> **Data listing**:
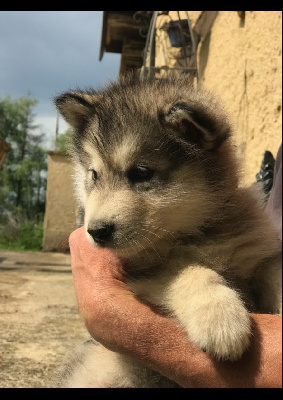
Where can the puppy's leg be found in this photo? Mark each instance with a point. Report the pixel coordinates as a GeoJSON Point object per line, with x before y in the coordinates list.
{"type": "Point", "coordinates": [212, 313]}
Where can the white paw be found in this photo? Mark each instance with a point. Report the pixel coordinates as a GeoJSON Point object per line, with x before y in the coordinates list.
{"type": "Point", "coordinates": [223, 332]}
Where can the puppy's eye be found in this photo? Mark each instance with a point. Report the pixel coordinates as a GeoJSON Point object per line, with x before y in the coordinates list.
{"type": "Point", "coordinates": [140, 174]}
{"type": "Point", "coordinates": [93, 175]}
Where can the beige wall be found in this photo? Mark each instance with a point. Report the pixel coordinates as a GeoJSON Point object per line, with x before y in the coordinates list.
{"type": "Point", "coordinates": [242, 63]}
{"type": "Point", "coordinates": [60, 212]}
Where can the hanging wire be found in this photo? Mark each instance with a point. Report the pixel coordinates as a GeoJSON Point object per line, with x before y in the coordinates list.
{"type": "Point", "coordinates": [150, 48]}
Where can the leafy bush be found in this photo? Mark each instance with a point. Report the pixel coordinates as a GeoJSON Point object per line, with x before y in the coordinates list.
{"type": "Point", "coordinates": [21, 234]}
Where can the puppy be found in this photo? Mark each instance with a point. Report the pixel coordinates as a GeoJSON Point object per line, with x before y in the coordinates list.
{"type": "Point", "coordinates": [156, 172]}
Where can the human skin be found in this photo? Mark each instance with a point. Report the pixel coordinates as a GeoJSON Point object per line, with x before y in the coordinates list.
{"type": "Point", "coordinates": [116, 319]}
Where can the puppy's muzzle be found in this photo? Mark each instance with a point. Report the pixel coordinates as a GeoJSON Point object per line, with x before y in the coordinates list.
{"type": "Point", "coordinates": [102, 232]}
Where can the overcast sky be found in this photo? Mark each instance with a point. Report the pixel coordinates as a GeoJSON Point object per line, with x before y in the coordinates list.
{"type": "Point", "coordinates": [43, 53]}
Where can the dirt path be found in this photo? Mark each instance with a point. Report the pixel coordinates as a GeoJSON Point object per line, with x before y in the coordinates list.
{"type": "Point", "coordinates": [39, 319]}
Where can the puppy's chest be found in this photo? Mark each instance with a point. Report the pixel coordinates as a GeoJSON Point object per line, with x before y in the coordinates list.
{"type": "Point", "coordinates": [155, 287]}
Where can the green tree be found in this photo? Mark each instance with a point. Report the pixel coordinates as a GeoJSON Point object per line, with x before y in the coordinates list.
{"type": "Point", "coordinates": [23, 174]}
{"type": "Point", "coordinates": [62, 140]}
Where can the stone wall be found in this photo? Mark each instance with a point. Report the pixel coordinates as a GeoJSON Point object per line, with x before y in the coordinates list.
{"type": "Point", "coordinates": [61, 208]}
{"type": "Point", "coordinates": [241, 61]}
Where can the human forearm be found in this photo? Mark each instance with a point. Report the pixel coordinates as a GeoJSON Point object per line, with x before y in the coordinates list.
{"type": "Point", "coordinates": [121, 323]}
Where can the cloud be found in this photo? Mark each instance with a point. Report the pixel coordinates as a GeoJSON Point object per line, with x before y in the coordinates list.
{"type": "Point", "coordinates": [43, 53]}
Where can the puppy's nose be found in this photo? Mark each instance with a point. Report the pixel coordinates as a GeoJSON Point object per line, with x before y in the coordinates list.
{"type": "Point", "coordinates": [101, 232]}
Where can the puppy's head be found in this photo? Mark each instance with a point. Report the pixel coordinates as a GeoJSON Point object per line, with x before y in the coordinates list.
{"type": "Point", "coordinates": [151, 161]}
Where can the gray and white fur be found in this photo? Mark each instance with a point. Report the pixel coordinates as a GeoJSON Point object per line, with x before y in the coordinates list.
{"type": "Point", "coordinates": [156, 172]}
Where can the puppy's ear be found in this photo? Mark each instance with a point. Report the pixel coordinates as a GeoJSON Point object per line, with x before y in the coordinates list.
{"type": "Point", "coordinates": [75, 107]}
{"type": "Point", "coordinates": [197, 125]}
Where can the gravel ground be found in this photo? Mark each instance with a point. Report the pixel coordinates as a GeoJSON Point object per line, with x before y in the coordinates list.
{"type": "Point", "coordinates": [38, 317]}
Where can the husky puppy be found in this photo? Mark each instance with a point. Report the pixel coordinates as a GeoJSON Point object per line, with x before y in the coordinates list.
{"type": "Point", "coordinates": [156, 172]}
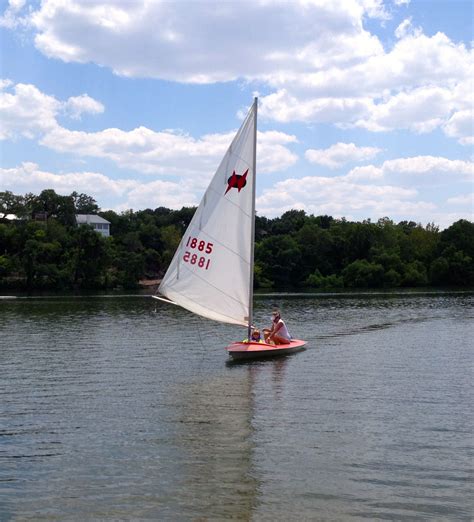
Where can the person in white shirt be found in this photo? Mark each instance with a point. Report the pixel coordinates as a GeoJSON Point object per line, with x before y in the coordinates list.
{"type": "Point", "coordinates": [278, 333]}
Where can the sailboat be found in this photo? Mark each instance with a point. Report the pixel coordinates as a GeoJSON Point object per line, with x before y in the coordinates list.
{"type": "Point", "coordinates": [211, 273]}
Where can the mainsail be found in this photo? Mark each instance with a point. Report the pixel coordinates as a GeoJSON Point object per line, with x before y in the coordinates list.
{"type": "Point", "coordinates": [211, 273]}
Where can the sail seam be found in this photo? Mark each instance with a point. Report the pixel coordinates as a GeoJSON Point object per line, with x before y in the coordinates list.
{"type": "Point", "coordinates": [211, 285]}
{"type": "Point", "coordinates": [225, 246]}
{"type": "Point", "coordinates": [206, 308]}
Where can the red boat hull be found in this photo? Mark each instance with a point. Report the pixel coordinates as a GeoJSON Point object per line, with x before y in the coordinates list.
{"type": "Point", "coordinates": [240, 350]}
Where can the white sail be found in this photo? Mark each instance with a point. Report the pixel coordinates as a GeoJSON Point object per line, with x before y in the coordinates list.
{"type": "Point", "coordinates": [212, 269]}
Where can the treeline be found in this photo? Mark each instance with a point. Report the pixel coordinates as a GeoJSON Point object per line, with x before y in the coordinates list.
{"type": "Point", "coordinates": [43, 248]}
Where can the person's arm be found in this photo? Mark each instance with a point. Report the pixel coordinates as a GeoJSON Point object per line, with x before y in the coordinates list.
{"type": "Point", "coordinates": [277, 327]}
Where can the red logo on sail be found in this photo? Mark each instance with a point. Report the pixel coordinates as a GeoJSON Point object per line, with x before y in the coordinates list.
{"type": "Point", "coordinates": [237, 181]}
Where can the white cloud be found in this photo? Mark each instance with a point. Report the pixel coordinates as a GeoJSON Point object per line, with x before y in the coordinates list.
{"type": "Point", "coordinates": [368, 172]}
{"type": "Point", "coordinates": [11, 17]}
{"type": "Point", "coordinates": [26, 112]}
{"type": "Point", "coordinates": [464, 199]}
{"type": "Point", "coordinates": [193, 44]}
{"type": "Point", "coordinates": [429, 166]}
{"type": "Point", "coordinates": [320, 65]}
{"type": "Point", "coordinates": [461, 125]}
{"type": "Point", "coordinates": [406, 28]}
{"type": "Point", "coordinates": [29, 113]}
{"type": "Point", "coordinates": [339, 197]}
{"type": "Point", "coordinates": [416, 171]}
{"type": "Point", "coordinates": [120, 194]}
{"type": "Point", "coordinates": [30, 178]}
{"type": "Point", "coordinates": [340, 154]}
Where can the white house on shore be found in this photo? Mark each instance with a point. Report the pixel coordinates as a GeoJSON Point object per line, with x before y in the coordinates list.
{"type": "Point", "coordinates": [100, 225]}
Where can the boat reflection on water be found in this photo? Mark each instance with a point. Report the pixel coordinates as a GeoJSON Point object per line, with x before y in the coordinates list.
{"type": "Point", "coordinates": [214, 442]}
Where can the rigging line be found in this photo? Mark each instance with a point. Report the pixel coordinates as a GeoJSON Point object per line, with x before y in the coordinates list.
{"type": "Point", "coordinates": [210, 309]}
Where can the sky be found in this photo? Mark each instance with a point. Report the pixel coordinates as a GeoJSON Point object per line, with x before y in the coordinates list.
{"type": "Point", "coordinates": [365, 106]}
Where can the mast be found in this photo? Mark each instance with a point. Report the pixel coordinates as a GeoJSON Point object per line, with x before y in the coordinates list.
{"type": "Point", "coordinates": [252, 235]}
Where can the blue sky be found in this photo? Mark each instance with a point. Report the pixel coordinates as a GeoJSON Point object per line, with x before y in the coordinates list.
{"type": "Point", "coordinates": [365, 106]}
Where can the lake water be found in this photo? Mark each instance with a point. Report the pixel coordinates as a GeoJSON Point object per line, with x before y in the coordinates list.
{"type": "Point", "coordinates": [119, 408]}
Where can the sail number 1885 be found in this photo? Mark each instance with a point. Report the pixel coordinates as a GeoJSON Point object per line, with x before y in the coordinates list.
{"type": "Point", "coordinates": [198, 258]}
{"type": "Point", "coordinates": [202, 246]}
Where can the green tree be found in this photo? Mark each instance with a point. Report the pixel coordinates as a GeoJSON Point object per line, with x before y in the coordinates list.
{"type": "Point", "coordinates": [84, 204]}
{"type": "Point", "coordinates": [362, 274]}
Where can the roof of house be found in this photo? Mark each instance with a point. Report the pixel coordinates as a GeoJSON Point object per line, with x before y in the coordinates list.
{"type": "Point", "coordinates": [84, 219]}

---

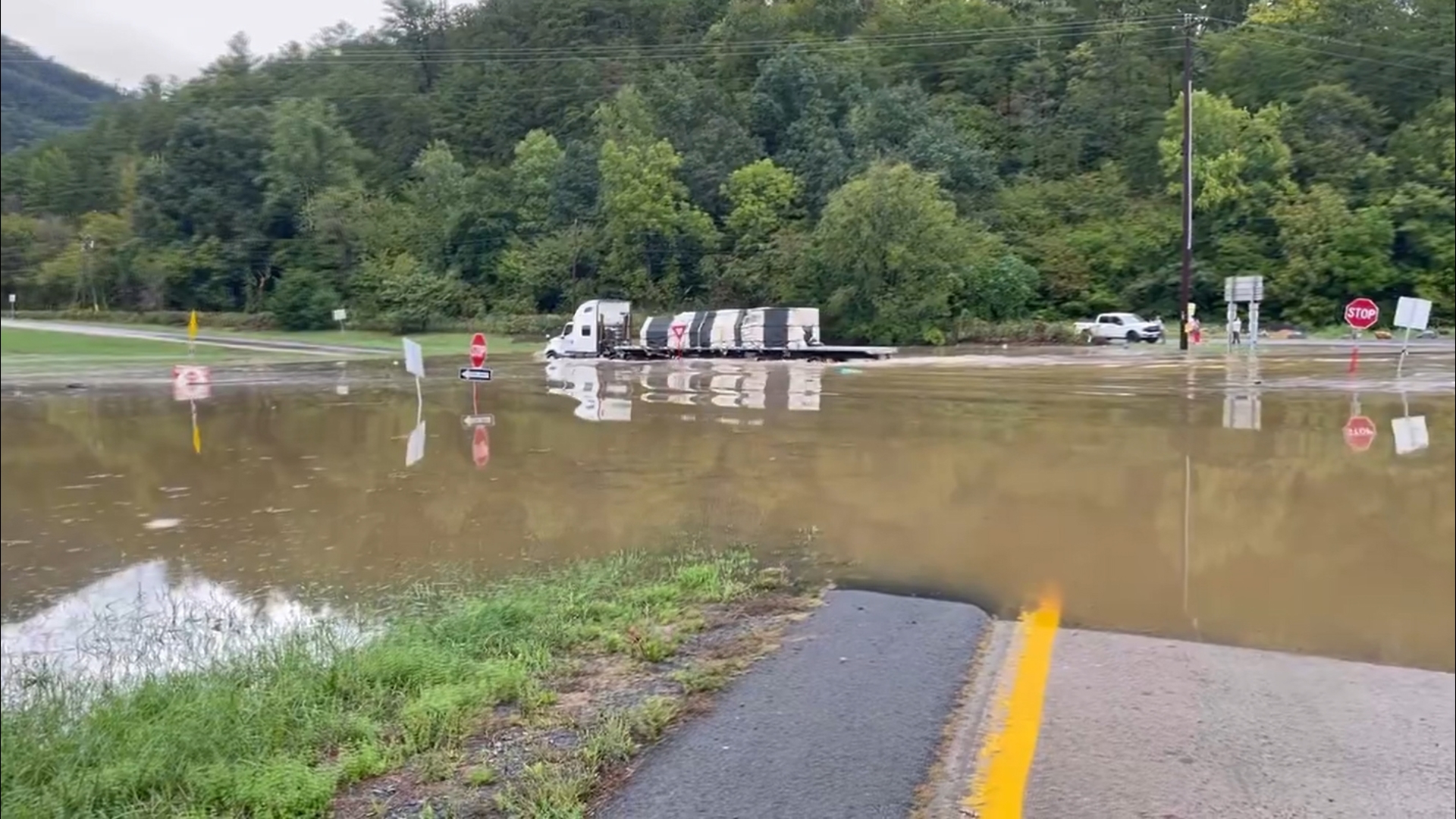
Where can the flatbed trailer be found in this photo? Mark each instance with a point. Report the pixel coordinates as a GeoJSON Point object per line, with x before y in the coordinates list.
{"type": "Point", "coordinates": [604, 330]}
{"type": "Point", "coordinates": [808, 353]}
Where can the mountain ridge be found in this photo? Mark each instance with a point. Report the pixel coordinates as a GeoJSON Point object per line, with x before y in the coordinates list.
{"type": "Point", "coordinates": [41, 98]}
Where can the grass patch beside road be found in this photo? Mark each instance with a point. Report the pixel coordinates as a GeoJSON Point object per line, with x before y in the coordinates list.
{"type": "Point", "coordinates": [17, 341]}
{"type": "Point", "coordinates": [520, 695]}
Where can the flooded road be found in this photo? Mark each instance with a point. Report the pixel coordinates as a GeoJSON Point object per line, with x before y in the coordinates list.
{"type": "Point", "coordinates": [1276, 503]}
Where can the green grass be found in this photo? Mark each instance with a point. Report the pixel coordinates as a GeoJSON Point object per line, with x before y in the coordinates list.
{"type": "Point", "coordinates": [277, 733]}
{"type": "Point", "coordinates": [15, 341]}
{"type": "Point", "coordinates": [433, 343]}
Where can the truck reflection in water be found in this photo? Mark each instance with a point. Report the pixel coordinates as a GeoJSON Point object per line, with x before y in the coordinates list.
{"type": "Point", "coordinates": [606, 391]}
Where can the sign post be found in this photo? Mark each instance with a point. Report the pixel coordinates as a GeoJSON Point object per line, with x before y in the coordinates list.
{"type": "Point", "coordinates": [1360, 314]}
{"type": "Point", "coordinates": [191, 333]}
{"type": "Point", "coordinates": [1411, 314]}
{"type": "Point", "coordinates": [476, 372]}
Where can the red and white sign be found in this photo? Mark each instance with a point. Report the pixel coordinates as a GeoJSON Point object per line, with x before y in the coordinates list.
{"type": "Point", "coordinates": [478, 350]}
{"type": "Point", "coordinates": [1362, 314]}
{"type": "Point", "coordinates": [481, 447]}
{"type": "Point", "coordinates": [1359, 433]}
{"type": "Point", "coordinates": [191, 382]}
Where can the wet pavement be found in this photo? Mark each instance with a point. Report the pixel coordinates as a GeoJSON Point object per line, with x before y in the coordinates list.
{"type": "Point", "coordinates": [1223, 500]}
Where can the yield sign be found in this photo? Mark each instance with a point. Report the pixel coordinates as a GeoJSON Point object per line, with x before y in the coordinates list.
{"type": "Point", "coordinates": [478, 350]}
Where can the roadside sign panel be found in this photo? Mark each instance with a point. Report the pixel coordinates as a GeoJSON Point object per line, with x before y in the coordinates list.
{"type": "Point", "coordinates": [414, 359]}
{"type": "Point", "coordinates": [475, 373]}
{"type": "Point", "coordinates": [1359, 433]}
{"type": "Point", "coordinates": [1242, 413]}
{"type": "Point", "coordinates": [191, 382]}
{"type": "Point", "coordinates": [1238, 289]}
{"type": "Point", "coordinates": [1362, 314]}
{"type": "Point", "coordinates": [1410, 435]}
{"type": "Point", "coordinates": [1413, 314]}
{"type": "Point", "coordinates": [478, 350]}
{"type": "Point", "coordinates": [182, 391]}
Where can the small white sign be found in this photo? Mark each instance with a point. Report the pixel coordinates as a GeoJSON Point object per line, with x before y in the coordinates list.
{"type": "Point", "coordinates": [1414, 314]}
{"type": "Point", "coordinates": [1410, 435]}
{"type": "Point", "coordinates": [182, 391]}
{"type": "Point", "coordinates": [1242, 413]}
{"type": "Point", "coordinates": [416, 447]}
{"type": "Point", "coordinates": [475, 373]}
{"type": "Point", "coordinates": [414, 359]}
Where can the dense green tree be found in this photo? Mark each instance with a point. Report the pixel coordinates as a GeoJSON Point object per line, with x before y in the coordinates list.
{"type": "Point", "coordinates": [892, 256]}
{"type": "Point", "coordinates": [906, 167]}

> **What the exercise asks**:
Locate every line in the items that contains the string "human" and copy each such line out. Matching is case-sensitive.

> **Solution to this task**:
Where can the human skin be found in this photo? Mark each instance with a point. Report the pixel coordinates as a GeoJSON Point object per line, with x before y in the coordinates list.
Where can the human forearm be found in this photo? Mark each instance with a point. Report the pixel coordinates as a GeoJSON Point object per line, with x before y in the coordinates list.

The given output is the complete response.